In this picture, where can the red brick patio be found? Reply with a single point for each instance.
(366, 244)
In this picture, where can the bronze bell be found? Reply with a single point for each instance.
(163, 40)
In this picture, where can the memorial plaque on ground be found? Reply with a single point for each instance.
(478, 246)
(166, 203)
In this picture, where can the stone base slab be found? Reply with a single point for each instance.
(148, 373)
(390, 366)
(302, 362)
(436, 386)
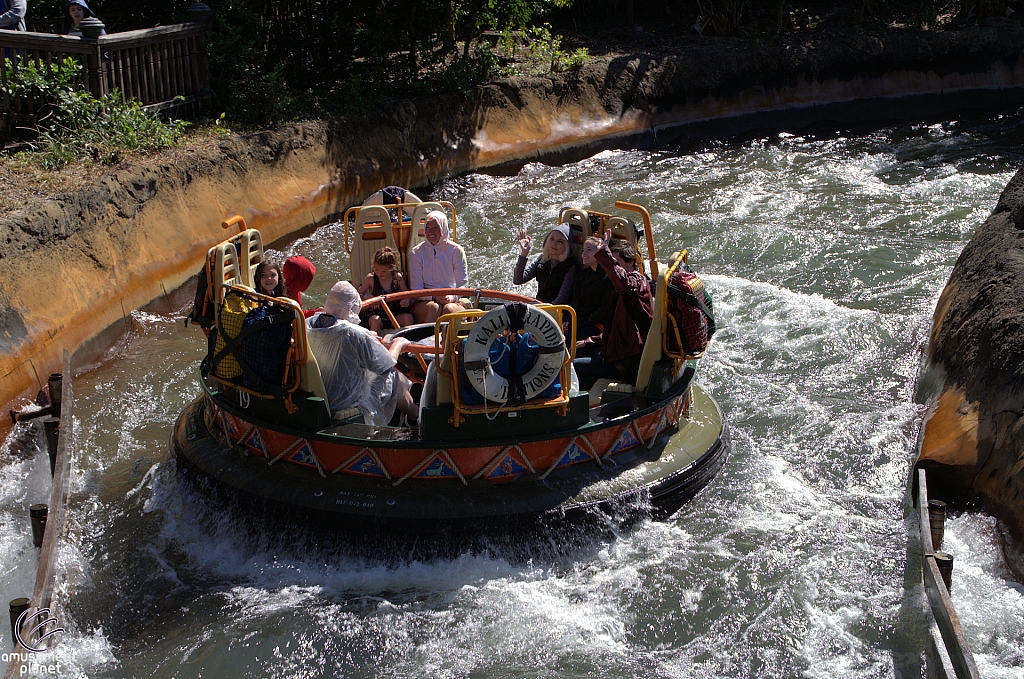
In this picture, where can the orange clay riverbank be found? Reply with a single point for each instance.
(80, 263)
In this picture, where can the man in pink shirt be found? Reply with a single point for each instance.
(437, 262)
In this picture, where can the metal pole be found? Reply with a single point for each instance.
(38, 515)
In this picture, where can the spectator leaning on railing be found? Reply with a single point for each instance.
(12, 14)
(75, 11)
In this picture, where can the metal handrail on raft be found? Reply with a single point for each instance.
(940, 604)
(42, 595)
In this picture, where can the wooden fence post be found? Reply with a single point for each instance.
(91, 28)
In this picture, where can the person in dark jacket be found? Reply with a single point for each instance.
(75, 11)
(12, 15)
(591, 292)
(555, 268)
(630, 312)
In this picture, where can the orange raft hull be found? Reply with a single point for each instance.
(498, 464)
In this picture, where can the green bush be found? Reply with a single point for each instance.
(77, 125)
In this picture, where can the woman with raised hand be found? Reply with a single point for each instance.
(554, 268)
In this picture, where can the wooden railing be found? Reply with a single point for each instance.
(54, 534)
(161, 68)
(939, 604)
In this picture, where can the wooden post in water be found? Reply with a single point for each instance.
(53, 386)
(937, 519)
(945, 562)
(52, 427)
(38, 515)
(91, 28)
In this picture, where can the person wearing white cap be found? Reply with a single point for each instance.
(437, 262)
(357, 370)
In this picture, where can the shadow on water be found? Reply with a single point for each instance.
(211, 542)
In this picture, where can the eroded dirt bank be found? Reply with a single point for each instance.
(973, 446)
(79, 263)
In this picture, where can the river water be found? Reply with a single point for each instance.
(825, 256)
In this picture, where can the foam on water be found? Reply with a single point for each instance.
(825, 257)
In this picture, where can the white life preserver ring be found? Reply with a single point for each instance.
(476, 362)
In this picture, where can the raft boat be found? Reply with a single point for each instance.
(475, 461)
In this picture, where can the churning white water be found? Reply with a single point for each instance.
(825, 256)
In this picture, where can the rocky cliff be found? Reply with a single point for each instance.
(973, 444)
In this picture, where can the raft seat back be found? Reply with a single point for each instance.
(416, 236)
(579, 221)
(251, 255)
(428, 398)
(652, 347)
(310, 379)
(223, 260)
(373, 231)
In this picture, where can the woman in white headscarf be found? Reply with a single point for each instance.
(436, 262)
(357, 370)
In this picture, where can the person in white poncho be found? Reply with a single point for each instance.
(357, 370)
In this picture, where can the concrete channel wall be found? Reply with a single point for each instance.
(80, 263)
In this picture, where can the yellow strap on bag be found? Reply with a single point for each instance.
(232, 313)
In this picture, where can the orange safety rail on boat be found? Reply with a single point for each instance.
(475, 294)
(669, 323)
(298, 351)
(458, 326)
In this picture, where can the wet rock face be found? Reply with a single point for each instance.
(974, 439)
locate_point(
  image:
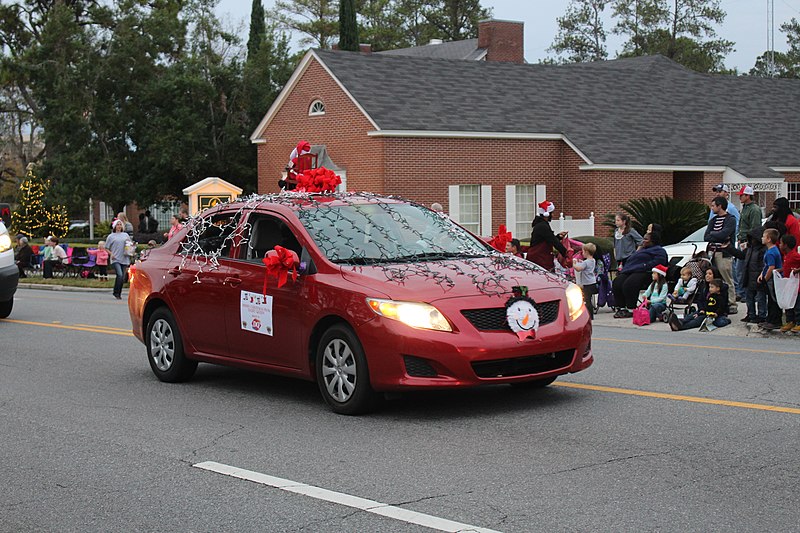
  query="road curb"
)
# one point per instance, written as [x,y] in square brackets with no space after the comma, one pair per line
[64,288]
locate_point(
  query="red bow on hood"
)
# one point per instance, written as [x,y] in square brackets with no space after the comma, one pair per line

WHAT THE TASK ASKS:
Please transcribe, with no additions, the lines starting at the one that contains "In this picture, where can the orange safety" and running through the last line of the entries, inclusive. Leave the pictures out.

ANSWER TO THE PROBLEM:
In this picture, where can the orange safety rail on boat be found? Reply with a single point for each instance.
(475, 294)
(669, 323)
(298, 351)
(458, 326)
In this picture, where can the wet rock face be found? Reply with a single point for each instance.
(974, 439)
locate_point(
  image:
  query="road curb"
)
# one point per instance, written as [x,y] in square brackets with no space after the comma, one pair per line
[64,288]
locate_point(
  query="red bow on hood"
)
# one point per instance, written as [x,y] in square brackets with no space after the comma, one pair per line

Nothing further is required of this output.